[Items stored from a collection]
....

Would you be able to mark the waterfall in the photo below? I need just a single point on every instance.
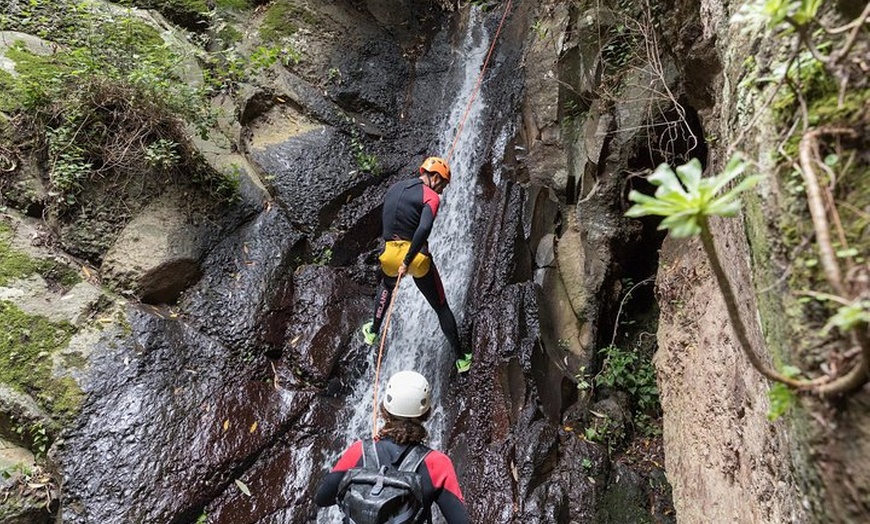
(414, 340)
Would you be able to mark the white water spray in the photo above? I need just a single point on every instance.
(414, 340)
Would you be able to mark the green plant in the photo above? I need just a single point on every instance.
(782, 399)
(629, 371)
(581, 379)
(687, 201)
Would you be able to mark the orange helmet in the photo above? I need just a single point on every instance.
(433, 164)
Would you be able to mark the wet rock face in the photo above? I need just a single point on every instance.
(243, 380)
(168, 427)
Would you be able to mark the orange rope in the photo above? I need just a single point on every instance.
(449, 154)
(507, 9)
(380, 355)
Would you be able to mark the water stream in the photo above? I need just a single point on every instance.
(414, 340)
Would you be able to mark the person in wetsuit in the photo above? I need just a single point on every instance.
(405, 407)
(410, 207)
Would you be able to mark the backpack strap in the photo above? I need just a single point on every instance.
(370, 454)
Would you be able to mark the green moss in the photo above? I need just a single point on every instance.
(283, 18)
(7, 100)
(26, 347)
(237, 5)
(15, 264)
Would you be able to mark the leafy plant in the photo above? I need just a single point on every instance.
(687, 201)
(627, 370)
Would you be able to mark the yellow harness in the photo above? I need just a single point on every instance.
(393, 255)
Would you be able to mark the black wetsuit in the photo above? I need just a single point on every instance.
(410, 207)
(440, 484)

....

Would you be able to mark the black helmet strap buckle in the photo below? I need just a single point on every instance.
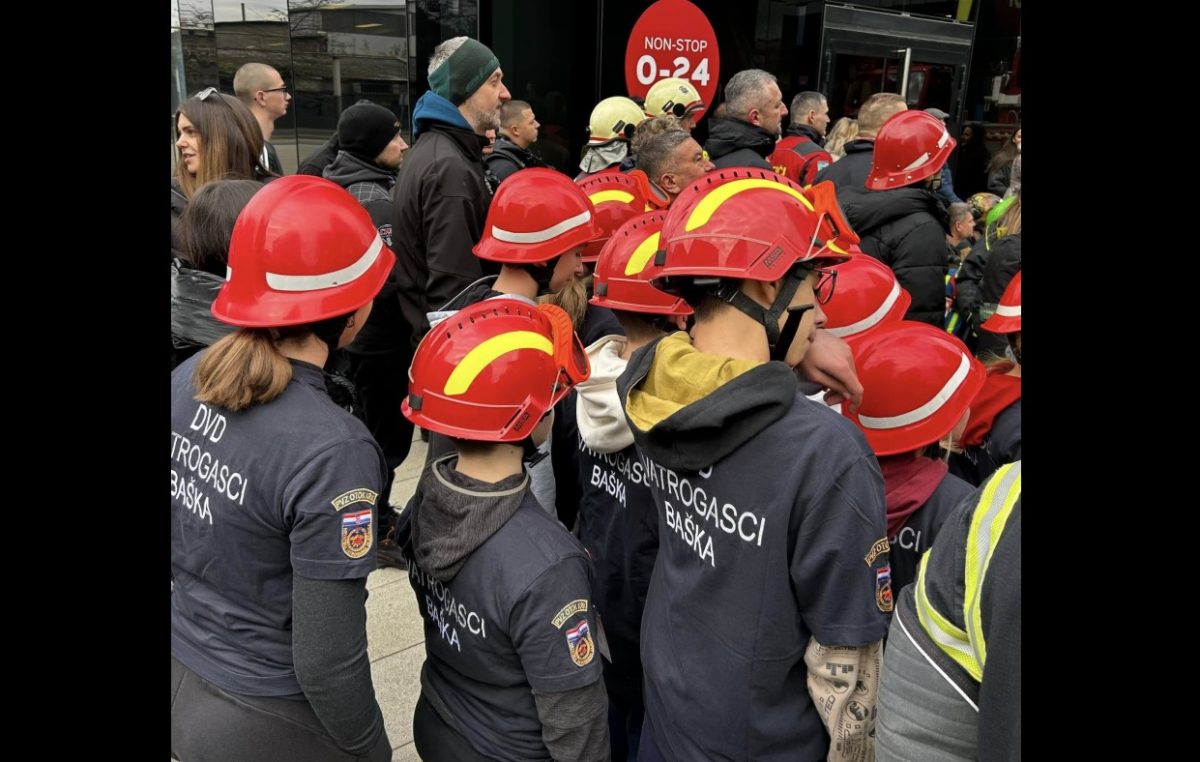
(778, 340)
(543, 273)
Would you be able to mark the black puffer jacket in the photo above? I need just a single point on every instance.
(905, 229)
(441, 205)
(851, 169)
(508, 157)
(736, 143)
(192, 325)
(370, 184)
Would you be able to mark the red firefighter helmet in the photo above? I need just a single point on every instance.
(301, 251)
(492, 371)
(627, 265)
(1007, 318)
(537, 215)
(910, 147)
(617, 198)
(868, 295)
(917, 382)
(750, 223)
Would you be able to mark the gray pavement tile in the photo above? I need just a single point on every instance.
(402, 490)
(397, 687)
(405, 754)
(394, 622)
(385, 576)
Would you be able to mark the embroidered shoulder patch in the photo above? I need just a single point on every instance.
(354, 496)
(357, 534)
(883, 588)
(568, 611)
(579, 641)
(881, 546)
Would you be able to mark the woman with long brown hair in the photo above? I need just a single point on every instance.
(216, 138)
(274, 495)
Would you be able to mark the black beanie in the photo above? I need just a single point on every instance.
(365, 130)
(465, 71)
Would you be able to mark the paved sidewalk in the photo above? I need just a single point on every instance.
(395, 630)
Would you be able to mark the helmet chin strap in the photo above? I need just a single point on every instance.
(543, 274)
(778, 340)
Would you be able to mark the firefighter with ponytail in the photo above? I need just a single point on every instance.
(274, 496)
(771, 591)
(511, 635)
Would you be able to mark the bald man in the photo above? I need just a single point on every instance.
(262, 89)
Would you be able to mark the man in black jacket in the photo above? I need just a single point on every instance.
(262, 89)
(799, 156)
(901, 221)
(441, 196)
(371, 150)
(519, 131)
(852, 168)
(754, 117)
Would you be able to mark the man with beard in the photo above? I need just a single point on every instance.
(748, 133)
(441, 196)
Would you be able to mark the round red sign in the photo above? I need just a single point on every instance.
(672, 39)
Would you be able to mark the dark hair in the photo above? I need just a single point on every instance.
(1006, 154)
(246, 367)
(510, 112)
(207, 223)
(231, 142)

....

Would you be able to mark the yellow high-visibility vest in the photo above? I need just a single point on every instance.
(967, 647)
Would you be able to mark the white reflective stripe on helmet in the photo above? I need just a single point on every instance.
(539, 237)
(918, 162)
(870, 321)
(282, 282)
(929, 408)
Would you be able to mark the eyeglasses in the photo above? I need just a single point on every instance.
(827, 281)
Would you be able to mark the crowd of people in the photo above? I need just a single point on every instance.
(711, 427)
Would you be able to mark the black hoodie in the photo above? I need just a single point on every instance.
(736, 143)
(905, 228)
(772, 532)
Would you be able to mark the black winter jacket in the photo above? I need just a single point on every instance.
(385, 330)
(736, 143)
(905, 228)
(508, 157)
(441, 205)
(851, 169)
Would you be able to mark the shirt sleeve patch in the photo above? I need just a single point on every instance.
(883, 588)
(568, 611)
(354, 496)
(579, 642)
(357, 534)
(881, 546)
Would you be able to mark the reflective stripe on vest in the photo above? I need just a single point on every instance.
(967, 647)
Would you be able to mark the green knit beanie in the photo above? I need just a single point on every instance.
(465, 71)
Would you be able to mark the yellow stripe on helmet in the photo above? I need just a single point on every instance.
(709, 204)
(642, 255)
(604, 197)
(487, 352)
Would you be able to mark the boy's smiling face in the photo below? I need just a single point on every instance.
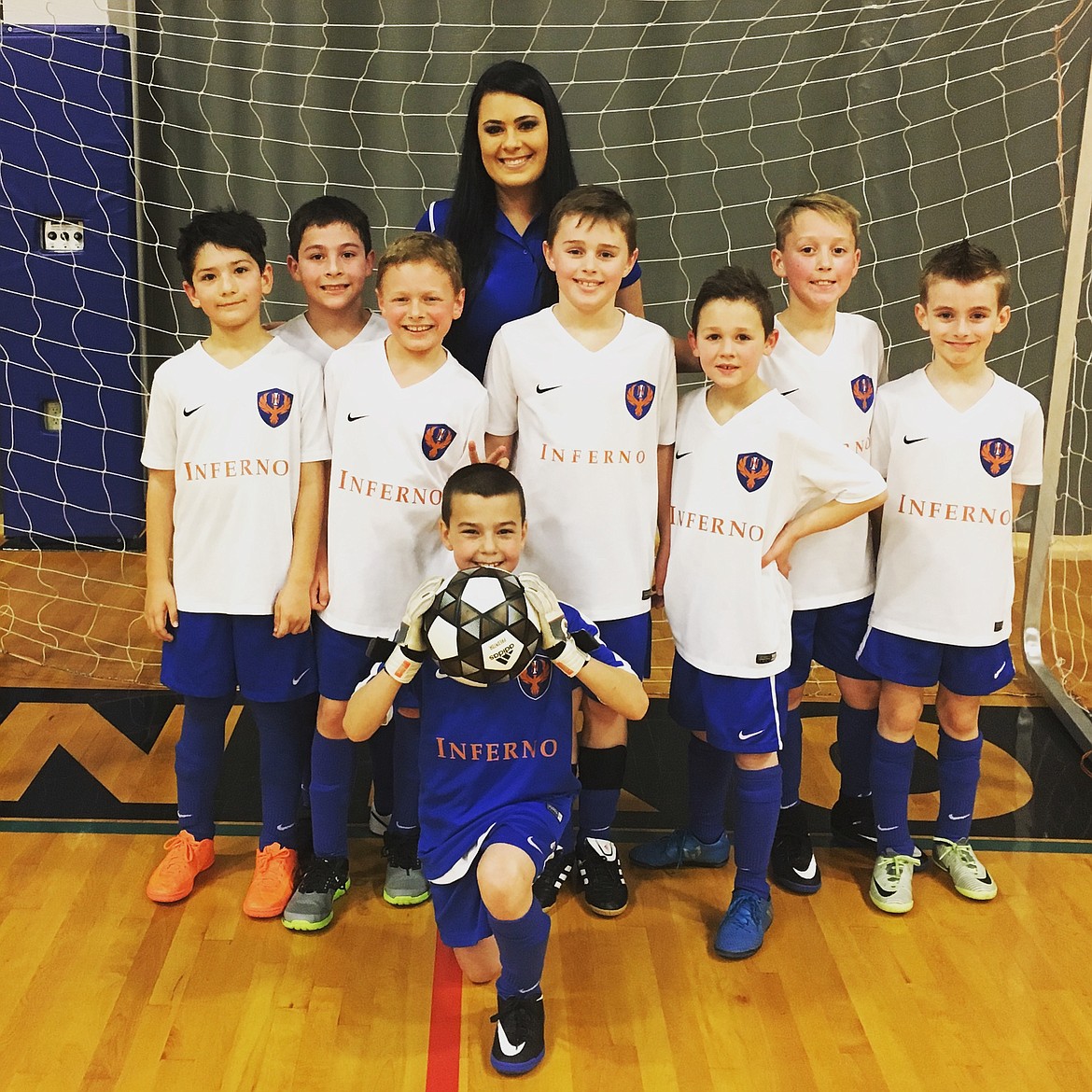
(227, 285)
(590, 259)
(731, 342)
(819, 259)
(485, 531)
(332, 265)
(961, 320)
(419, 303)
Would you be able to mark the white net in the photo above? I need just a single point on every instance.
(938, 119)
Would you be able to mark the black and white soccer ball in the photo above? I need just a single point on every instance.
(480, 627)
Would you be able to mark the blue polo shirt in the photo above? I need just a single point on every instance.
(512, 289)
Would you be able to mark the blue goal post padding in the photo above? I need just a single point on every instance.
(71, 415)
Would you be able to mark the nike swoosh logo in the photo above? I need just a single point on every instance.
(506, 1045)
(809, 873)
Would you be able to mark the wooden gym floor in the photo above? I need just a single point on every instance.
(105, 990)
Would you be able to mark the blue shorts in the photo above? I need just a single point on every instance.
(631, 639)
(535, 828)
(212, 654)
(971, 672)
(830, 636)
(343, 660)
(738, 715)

....

▶ [EXERCISE INSTRUCTIONS]:
Which lines of the items above contain the word "plant"? Report each such line in full.

▶ [THE RESULT]:
Would you be able to mark the green plant in the photo above? I need just a single point on every instance.
Would you be able to mark the leafy plant in the photo above? I need just a single point on every instance.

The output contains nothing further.